* Data provided
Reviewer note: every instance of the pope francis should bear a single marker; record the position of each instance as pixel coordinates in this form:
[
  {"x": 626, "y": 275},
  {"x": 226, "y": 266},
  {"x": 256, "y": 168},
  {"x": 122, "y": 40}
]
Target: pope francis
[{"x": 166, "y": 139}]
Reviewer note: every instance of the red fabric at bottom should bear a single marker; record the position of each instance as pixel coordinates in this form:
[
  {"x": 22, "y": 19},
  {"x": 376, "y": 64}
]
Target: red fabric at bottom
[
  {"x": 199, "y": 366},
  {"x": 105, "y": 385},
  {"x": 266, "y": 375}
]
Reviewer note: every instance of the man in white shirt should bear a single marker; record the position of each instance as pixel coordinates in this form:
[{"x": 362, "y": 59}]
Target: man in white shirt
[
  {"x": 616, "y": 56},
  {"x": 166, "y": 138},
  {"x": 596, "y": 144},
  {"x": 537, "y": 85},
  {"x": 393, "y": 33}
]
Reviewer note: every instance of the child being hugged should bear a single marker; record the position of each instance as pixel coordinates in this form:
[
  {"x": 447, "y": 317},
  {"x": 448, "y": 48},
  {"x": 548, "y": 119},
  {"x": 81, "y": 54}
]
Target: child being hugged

* What needs to be done
Go to the line in the listing above that has "Target: pope francis" in it. Set down that line and each one after it, exactly.

* Answer to the exercise
Target: pope francis
[{"x": 166, "y": 139}]
Reviewer note: every instance of the red fabric at bottom should bear a single marker; record the position of each instance as pixel coordinates in this form:
[
  {"x": 22, "y": 19},
  {"x": 376, "y": 64}
]
Target: red fabric at bottom
[
  {"x": 199, "y": 366},
  {"x": 105, "y": 385},
  {"x": 266, "y": 375}
]
Reviewer note: every instance of the man in white shirt should bear a single marker; record the position of each instance as pixel coordinates in this form:
[{"x": 362, "y": 59}]
Target: man in white shirt
[
  {"x": 616, "y": 56},
  {"x": 166, "y": 138},
  {"x": 596, "y": 144},
  {"x": 537, "y": 85},
  {"x": 393, "y": 33}
]
Reviewer note: every instance of the child being hugged should bear a single marker; record the position of each instance as pixel coordinates in this form:
[
  {"x": 447, "y": 317},
  {"x": 448, "y": 48},
  {"x": 548, "y": 119},
  {"x": 81, "y": 54}
]
Target: child being hugged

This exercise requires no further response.